WHAT IS REQUIRED:
Please repeat, from the entries that follow, the lines from the one containing "Query: wooden fence" through the one containing "drawn like (461,38)." exactly, adding nothing.

Point-per-instance localization data
.....
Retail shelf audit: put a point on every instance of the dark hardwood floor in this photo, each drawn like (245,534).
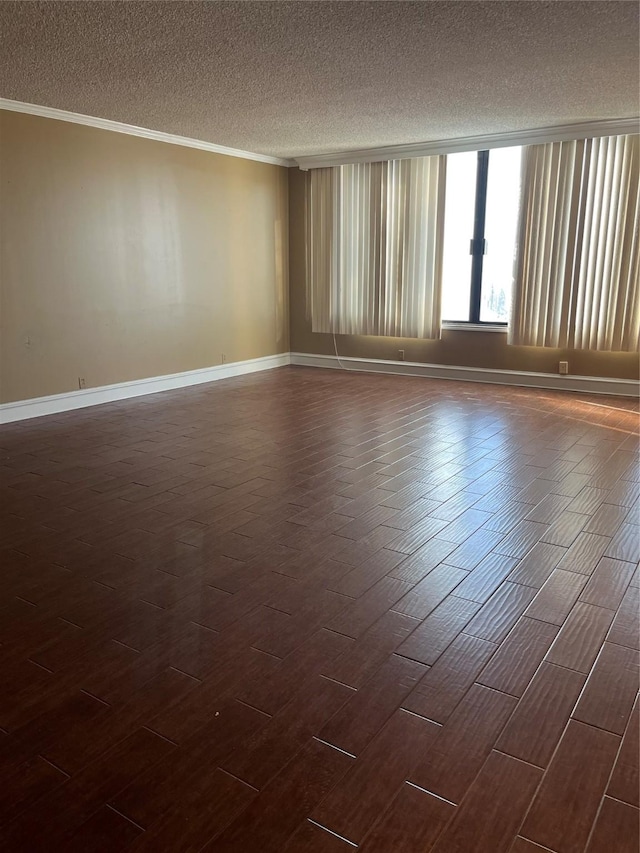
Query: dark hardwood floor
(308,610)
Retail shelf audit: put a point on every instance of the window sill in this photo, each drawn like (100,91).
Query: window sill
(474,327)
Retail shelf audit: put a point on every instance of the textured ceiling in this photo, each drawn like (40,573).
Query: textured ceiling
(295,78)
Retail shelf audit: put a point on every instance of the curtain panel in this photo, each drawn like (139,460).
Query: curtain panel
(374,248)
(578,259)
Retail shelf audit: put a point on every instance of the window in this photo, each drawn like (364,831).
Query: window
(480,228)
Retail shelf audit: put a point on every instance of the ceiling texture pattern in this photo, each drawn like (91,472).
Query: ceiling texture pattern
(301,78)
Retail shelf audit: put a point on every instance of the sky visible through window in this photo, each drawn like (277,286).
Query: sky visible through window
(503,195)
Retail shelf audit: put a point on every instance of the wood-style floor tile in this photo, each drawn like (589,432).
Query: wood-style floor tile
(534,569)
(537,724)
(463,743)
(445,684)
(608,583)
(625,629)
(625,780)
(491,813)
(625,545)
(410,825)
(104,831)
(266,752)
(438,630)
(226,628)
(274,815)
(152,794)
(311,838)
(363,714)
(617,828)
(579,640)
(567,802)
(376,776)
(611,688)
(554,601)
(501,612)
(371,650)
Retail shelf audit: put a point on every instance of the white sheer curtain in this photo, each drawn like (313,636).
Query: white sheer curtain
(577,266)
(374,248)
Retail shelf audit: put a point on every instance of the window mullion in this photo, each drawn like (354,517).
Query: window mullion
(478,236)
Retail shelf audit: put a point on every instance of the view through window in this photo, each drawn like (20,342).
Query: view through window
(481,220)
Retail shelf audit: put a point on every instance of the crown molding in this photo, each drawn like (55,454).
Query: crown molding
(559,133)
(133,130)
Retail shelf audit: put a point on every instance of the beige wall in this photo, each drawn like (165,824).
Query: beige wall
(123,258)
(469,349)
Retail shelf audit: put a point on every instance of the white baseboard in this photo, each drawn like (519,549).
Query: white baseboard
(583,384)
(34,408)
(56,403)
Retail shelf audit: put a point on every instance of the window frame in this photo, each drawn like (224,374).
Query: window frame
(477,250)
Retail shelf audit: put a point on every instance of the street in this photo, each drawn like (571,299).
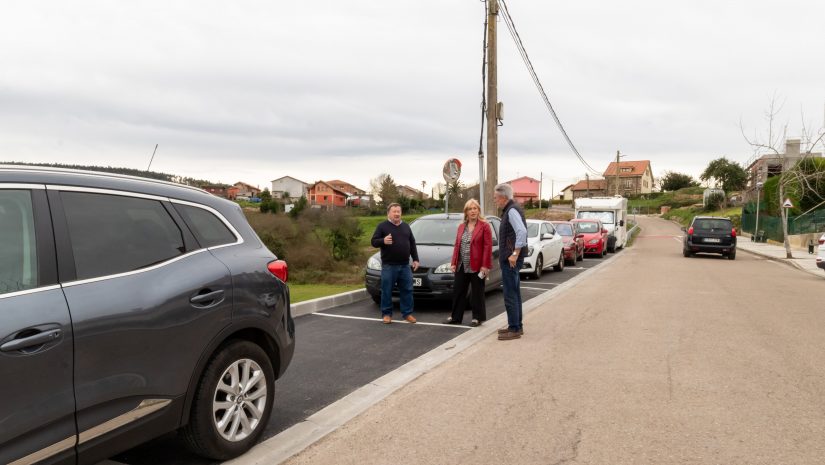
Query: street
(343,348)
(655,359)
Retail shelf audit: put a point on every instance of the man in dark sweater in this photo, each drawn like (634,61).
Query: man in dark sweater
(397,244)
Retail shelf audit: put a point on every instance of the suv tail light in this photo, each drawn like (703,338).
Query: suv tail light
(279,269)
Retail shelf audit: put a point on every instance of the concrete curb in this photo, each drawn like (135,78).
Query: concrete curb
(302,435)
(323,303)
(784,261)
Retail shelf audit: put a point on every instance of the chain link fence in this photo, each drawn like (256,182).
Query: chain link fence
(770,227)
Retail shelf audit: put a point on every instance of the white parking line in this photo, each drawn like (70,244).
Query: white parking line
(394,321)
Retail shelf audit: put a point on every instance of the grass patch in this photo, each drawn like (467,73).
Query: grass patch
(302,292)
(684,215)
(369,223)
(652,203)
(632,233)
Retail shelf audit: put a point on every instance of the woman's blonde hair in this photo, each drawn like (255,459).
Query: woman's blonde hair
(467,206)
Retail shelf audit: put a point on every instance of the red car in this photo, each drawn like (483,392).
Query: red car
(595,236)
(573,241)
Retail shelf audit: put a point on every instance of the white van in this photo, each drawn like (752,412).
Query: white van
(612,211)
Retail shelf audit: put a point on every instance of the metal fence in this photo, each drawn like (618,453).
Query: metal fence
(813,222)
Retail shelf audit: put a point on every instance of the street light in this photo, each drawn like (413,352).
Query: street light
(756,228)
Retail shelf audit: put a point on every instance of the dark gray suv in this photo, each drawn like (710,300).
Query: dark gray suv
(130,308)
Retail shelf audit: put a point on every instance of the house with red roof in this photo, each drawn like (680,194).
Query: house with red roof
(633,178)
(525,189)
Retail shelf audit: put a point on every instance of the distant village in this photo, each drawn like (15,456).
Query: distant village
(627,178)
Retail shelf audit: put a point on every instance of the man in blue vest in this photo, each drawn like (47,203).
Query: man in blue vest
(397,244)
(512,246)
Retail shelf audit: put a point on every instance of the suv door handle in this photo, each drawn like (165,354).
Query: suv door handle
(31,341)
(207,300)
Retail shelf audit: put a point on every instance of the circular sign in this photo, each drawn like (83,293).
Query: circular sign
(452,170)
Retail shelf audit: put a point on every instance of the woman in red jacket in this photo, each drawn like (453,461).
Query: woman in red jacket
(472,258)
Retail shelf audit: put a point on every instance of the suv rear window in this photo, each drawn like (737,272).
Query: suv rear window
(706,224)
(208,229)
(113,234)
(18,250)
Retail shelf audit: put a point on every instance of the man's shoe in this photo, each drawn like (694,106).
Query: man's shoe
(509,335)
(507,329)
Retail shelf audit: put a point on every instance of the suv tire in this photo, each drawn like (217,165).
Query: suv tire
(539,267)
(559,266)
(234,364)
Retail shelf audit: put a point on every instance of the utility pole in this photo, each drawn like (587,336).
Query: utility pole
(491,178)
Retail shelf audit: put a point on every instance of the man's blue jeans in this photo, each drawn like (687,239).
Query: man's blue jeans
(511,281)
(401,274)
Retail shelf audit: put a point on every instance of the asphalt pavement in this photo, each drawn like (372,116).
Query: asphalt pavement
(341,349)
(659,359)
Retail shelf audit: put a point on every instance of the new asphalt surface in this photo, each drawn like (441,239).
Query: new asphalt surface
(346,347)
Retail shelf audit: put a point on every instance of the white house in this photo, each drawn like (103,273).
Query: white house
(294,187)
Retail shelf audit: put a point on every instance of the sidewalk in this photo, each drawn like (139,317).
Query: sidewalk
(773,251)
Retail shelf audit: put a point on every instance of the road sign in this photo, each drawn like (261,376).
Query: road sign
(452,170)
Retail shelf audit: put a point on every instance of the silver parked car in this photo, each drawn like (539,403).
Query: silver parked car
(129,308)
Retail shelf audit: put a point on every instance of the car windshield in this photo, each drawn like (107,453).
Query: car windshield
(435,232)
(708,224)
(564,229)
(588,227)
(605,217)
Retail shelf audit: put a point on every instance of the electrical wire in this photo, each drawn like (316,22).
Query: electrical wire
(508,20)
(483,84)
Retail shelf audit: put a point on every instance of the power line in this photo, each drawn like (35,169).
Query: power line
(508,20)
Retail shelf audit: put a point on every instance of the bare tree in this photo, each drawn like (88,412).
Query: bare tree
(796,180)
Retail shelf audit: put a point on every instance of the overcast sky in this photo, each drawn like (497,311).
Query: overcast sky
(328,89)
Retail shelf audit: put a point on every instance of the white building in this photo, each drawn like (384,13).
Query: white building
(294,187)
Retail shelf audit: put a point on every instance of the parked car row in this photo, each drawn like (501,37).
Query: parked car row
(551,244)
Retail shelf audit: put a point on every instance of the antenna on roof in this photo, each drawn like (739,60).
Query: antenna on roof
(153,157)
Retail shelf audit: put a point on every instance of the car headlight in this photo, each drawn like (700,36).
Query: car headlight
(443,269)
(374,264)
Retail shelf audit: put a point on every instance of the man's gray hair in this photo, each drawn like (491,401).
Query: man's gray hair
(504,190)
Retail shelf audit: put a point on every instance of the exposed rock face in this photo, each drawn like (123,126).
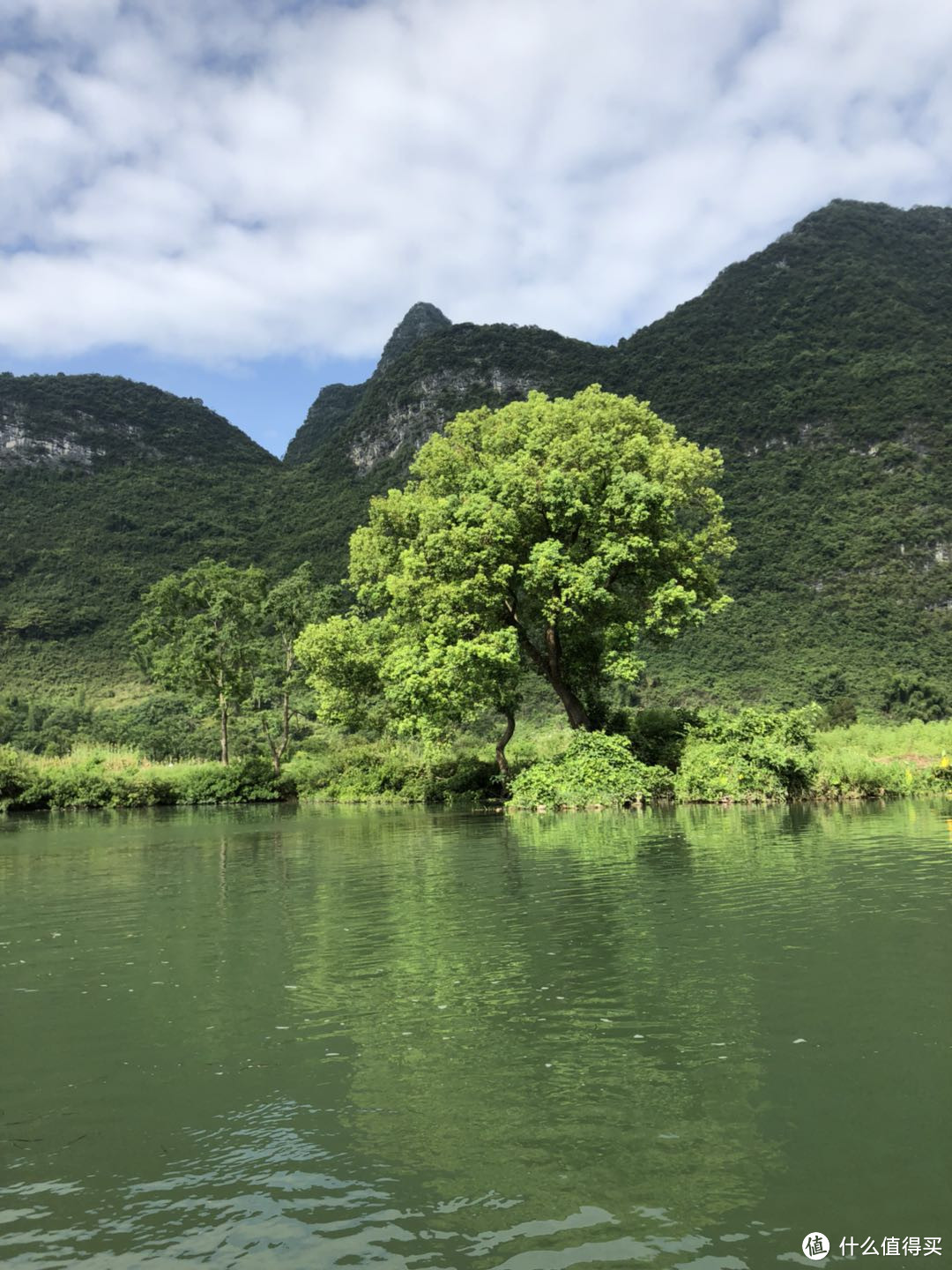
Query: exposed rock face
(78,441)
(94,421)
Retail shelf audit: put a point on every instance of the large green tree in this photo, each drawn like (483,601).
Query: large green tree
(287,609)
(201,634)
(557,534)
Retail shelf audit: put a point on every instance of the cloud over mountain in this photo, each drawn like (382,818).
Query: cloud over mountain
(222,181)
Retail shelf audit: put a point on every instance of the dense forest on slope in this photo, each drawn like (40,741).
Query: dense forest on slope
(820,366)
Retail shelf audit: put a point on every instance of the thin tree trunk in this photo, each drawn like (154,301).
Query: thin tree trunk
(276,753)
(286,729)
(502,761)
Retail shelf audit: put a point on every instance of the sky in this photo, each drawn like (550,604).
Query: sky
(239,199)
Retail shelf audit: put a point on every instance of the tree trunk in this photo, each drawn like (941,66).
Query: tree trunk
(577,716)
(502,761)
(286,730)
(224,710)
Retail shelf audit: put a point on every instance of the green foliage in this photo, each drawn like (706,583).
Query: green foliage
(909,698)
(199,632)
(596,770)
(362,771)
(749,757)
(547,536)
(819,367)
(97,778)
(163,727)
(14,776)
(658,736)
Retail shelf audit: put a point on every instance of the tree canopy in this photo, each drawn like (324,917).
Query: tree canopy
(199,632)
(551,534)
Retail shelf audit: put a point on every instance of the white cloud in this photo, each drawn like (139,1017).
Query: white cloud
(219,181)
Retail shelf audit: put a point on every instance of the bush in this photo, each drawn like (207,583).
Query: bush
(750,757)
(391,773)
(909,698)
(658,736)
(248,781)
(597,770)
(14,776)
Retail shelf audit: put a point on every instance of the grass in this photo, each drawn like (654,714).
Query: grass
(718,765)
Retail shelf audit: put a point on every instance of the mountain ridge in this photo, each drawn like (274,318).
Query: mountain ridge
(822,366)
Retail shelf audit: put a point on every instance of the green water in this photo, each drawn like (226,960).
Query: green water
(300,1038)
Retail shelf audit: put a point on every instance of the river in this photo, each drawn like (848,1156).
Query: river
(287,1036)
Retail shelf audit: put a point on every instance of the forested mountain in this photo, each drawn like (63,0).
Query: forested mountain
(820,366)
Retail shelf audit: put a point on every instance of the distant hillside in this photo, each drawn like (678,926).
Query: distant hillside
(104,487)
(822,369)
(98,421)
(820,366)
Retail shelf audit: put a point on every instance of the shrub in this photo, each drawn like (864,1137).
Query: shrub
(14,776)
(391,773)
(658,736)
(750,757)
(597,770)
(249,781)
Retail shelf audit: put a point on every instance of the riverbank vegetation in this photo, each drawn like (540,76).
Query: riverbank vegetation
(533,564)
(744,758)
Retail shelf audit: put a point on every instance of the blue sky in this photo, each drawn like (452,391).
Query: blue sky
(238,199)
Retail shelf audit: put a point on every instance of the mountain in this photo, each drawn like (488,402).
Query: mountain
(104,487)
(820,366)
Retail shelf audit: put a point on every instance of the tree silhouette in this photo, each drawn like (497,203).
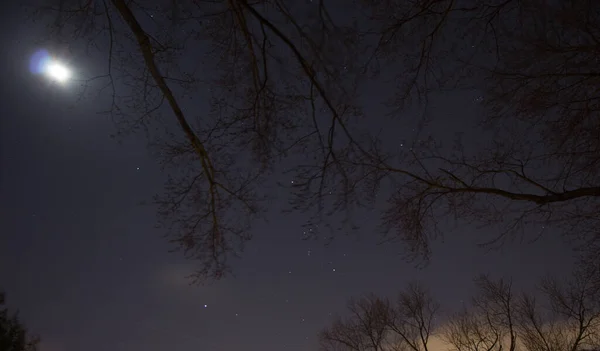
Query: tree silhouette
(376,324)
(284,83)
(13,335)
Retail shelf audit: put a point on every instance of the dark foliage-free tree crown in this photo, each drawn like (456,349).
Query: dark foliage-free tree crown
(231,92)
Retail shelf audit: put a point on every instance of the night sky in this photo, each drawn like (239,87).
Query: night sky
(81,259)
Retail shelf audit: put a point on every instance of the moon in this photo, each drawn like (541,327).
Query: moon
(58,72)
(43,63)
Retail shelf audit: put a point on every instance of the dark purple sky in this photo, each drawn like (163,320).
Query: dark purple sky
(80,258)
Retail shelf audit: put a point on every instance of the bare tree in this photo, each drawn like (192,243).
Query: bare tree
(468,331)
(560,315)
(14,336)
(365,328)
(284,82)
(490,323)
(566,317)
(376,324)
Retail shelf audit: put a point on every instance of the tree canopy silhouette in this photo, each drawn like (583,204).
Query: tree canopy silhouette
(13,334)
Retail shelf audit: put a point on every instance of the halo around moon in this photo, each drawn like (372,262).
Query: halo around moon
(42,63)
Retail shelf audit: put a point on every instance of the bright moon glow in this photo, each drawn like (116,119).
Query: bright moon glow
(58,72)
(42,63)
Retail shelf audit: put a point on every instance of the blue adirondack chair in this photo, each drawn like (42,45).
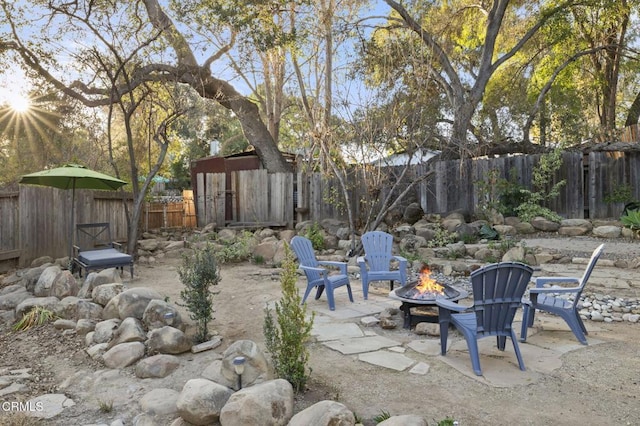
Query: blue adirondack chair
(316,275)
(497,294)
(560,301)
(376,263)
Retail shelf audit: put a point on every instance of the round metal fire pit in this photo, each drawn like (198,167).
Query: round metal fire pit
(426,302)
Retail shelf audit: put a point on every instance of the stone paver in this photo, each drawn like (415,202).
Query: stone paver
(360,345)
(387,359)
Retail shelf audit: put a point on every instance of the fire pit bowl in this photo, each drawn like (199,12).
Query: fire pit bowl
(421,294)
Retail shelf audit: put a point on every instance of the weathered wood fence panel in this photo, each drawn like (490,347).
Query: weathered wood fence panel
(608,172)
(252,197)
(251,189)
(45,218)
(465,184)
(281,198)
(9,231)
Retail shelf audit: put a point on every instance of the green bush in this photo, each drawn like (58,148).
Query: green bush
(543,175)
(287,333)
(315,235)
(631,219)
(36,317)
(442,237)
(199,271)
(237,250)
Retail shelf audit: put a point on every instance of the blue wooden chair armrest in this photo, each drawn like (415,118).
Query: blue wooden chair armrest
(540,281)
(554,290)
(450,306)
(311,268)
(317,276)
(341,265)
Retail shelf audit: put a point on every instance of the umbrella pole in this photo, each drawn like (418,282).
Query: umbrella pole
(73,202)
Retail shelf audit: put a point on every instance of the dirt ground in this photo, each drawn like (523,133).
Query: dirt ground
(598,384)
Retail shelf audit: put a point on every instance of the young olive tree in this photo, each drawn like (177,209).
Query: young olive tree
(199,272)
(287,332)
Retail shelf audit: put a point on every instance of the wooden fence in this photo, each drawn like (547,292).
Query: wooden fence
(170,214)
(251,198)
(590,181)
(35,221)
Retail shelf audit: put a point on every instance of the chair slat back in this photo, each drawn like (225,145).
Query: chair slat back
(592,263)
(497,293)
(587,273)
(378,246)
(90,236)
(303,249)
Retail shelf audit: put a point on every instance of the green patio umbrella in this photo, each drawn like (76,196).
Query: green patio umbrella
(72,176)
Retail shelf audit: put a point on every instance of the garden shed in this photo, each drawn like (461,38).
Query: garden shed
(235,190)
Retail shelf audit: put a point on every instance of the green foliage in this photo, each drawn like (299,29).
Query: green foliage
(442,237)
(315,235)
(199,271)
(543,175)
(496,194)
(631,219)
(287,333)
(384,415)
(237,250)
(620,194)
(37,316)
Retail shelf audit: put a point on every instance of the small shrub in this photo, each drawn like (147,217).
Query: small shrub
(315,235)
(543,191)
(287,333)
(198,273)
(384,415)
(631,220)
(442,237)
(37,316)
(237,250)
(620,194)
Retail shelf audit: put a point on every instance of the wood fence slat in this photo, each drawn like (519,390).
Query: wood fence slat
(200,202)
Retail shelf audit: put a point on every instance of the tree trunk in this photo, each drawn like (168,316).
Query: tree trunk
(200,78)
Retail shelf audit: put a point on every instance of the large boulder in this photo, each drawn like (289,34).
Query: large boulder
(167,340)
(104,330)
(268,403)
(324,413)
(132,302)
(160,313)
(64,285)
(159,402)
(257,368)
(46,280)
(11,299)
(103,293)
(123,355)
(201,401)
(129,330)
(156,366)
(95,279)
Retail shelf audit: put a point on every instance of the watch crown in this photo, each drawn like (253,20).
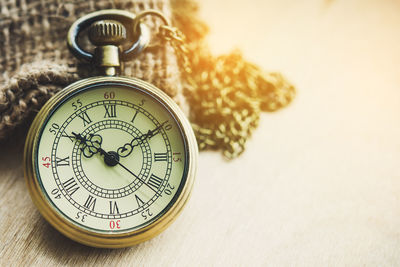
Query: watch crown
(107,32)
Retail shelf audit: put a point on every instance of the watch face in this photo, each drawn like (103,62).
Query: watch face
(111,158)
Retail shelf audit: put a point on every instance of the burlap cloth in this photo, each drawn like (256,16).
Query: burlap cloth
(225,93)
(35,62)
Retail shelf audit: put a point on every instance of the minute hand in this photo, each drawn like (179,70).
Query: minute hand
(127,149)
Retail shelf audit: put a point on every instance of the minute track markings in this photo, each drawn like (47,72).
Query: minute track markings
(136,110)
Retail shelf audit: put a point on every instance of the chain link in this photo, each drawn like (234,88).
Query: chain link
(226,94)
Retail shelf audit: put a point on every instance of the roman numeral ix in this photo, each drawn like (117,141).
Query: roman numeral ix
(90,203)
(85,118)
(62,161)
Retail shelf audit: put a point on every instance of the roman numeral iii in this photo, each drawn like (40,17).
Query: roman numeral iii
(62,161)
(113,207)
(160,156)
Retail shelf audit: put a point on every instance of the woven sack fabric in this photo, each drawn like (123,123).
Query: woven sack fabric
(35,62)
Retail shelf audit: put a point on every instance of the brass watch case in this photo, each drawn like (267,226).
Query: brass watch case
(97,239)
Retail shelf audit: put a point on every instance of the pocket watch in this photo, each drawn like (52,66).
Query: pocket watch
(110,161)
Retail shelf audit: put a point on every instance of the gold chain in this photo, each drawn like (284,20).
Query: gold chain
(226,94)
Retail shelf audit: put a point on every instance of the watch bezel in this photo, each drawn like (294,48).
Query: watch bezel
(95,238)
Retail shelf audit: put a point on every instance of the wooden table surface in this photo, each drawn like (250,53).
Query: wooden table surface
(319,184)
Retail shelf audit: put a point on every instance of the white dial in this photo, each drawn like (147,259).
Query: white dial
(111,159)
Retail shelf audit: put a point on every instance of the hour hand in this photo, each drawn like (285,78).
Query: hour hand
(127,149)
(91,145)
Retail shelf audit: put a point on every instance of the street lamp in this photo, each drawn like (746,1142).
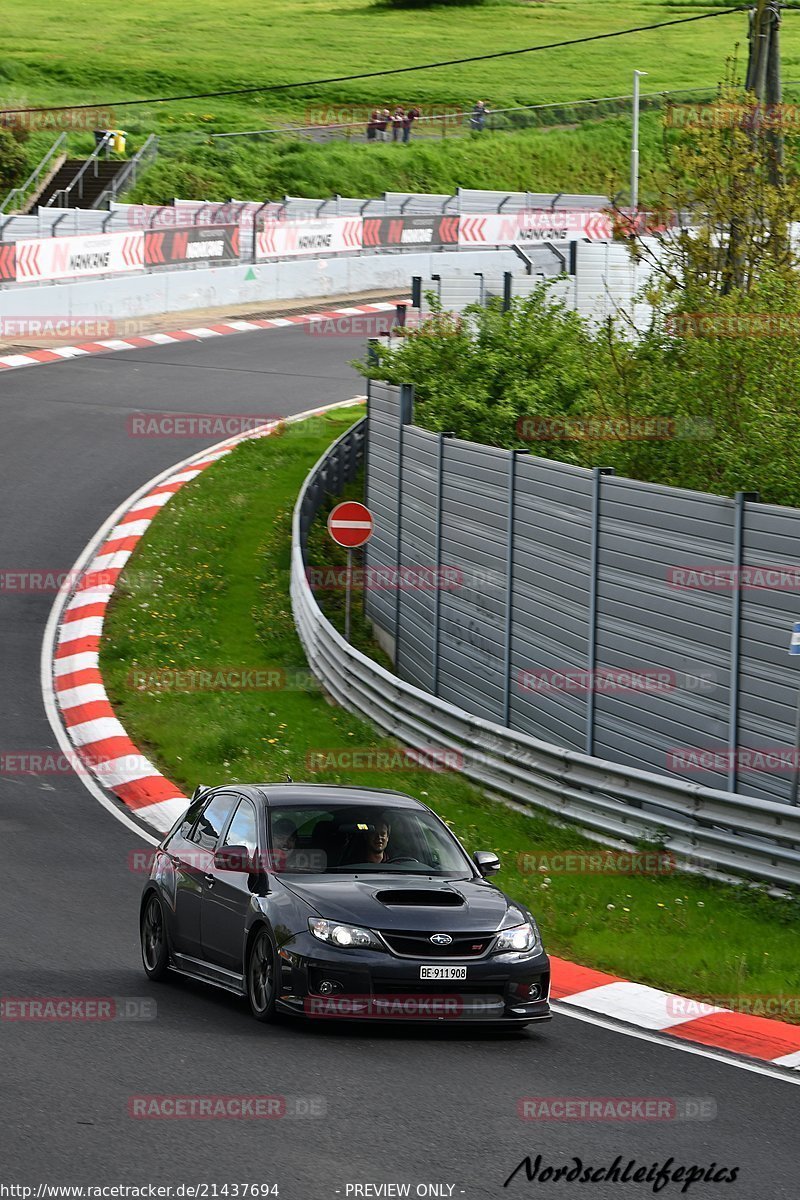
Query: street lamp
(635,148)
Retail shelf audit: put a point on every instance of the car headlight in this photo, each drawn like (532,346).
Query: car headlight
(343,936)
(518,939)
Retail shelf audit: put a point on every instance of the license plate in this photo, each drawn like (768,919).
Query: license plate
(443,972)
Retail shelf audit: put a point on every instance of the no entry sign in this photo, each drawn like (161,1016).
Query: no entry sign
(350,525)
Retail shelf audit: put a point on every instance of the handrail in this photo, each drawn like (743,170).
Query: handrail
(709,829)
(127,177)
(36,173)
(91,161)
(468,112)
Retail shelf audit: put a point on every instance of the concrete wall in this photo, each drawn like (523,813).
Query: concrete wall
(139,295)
.....
YOUR RESPONSE:
Query: wooden fence
(170,214)
(251,198)
(590,181)
(35,221)
Retail shelf audit: put a point on every instance of the chair slat back in this photo, each drawn like (225,145).
Query: chair slat back
(592,263)
(497,293)
(587,273)
(378,246)
(90,236)
(303,249)
Retail shelf audit: put a point on every instance of the green patio umbrella in this photo, each drawn like (76,196).
Query: green patio umbrella
(72,176)
Retail shelf audit: put a point on every instance of the garden shed in this photo, each drawn like (461,38).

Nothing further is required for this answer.